Labeled-object pointing entries
======

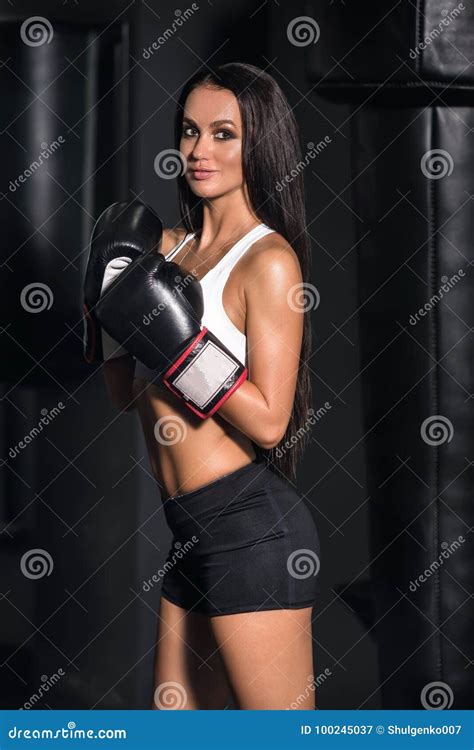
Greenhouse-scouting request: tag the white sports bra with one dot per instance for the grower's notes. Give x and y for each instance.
(213, 282)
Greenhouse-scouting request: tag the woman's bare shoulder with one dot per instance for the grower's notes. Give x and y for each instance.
(171, 237)
(272, 250)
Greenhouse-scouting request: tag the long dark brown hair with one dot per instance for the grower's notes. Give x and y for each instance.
(270, 153)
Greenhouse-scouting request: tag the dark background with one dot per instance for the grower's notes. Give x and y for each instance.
(85, 491)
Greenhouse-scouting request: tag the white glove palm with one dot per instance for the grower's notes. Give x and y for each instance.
(111, 348)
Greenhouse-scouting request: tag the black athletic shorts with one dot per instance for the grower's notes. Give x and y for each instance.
(244, 542)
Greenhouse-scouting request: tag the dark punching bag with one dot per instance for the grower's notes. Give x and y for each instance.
(409, 75)
(62, 161)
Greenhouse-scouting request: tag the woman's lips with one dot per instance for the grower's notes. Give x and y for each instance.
(202, 175)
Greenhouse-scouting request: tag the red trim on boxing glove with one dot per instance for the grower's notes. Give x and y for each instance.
(205, 374)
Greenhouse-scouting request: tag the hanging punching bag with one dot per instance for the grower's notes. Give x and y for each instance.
(60, 119)
(409, 73)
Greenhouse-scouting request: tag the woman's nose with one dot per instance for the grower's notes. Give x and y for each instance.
(201, 148)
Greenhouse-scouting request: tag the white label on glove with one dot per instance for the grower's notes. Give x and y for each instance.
(205, 375)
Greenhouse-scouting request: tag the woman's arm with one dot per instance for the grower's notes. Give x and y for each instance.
(261, 407)
(118, 374)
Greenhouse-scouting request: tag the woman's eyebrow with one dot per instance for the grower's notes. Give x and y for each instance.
(212, 124)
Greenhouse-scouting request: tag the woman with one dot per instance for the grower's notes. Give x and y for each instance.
(235, 612)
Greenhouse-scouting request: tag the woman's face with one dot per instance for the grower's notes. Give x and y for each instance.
(211, 142)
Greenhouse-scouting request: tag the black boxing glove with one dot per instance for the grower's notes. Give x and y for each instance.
(122, 233)
(155, 310)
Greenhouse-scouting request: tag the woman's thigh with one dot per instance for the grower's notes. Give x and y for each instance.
(189, 672)
(269, 657)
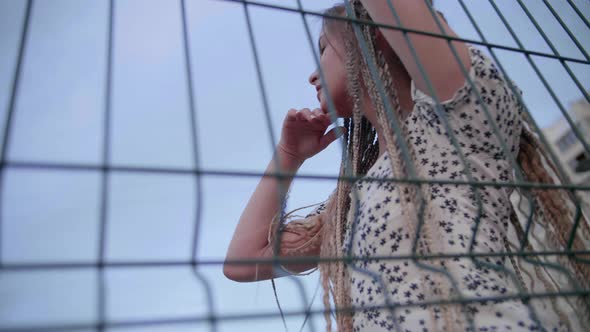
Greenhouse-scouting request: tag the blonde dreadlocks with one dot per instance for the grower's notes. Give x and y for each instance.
(362, 150)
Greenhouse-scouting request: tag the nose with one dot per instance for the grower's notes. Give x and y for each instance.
(314, 77)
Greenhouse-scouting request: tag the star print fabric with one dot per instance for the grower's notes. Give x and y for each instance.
(378, 230)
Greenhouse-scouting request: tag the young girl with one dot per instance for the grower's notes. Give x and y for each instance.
(447, 126)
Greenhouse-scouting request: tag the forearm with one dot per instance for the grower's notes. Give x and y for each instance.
(250, 239)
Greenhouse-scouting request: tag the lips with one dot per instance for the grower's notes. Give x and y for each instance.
(318, 89)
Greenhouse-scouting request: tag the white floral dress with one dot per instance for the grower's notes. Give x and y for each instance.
(379, 230)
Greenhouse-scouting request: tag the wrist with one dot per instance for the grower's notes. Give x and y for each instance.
(287, 160)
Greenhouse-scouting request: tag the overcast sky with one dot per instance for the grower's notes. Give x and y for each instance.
(53, 215)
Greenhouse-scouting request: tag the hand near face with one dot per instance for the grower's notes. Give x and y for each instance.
(303, 131)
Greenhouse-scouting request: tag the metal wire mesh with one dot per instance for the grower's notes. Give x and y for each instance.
(106, 169)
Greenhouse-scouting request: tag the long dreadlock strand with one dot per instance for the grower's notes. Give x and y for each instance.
(410, 196)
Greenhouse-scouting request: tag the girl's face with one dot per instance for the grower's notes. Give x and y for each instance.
(332, 65)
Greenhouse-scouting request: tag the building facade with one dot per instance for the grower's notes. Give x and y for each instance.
(574, 158)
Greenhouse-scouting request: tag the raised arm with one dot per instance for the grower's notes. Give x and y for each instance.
(302, 137)
(435, 55)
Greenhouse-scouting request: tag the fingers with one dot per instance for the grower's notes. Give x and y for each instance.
(331, 136)
(316, 117)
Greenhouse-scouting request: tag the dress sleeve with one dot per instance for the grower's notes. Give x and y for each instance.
(483, 73)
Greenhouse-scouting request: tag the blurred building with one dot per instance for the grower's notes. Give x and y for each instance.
(574, 158)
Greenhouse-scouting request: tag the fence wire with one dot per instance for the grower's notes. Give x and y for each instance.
(106, 169)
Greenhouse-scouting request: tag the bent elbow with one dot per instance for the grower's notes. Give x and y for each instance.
(237, 272)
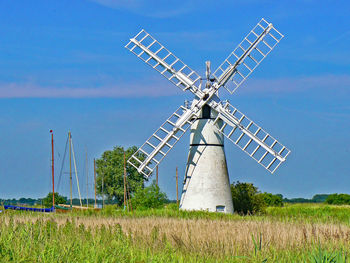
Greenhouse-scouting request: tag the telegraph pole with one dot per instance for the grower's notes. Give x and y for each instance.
(70, 168)
(53, 171)
(95, 181)
(87, 182)
(177, 187)
(124, 182)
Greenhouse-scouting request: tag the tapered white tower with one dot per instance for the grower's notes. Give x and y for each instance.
(206, 184)
(209, 119)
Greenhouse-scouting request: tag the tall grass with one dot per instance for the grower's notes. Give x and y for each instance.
(289, 234)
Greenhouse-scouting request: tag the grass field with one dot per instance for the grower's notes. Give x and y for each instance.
(294, 233)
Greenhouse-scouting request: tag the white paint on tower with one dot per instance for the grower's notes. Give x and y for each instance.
(206, 185)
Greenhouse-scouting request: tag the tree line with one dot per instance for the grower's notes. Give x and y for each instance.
(247, 198)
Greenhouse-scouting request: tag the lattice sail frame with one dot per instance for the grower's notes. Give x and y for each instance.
(248, 55)
(250, 137)
(144, 46)
(162, 141)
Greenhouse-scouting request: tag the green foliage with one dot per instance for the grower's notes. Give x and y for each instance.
(148, 197)
(323, 256)
(59, 199)
(272, 200)
(247, 198)
(338, 199)
(110, 174)
(318, 198)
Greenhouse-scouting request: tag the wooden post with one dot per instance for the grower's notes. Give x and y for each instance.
(87, 182)
(124, 182)
(70, 168)
(53, 171)
(177, 187)
(103, 195)
(95, 181)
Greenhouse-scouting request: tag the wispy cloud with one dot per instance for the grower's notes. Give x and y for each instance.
(17, 90)
(329, 85)
(151, 8)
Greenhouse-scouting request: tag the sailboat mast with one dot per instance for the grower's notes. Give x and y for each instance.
(70, 168)
(87, 182)
(124, 183)
(53, 171)
(95, 181)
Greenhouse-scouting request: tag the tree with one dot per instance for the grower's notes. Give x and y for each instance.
(338, 199)
(148, 197)
(272, 200)
(246, 198)
(110, 174)
(59, 199)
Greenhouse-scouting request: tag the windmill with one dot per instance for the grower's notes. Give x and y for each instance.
(206, 183)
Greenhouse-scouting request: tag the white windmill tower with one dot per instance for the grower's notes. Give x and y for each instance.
(206, 184)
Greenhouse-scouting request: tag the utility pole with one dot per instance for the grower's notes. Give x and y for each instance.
(103, 195)
(87, 182)
(124, 182)
(177, 187)
(95, 181)
(53, 172)
(70, 168)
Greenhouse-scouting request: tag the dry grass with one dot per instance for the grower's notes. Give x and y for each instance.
(213, 237)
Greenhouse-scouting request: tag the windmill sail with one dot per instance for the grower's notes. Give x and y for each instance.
(152, 152)
(251, 138)
(144, 46)
(247, 56)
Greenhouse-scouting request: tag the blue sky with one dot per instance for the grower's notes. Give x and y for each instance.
(63, 66)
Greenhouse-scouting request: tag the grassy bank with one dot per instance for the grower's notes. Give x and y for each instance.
(295, 233)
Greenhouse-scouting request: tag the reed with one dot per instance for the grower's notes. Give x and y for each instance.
(167, 235)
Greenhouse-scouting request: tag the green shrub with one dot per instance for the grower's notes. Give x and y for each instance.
(247, 198)
(148, 197)
(338, 199)
(272, 200)
(59, 199)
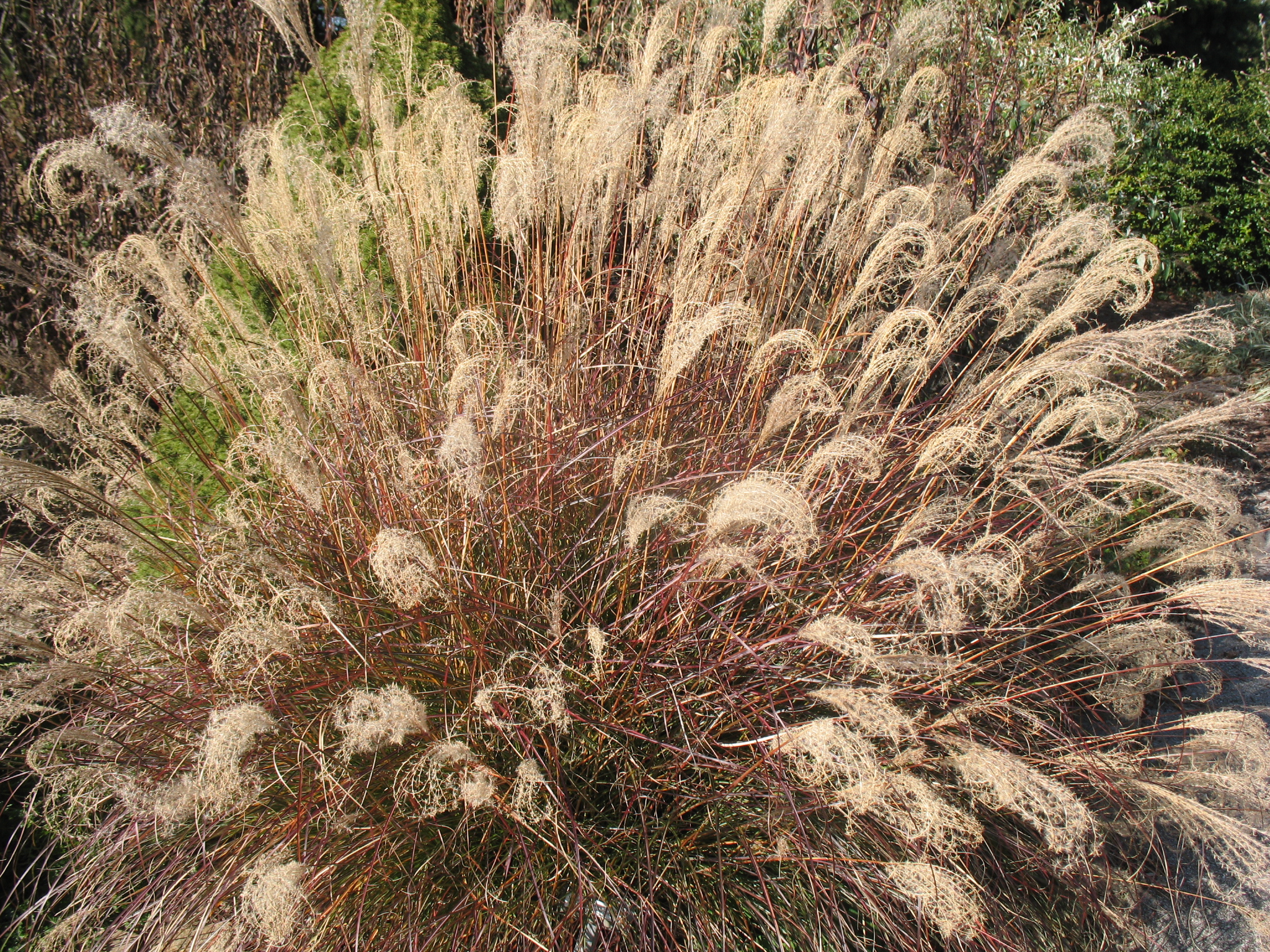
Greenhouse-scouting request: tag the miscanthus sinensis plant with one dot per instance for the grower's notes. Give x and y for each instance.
(683, 523)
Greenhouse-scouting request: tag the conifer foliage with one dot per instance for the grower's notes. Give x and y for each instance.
(682, 524)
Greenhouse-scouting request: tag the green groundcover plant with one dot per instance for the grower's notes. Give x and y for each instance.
(685, 523)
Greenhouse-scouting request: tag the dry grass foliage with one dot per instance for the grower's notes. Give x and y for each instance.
(703, 526)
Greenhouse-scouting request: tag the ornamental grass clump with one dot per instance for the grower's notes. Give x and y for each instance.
(683, 523)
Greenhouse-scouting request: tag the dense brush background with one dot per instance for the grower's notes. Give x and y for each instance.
(486, 432)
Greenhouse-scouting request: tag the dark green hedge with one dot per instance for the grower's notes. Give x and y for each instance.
(1193, 179)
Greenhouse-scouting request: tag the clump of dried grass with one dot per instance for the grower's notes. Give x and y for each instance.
(420, 603)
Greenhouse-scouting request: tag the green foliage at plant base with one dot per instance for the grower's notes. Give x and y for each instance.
(1193, 178)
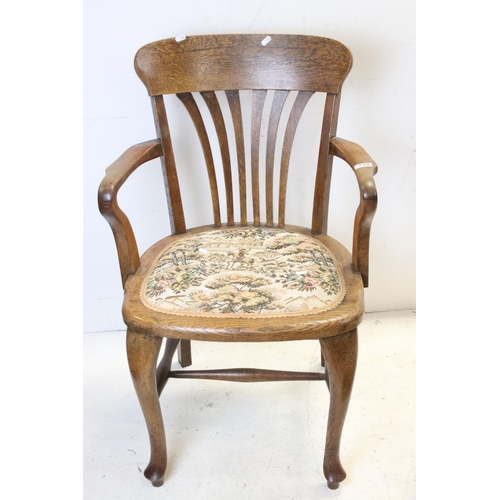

======

Work instructions: How many lines of the listing above contain the string "wire"? Treat case as significant and reply with the number alone.

Exercise answer: 2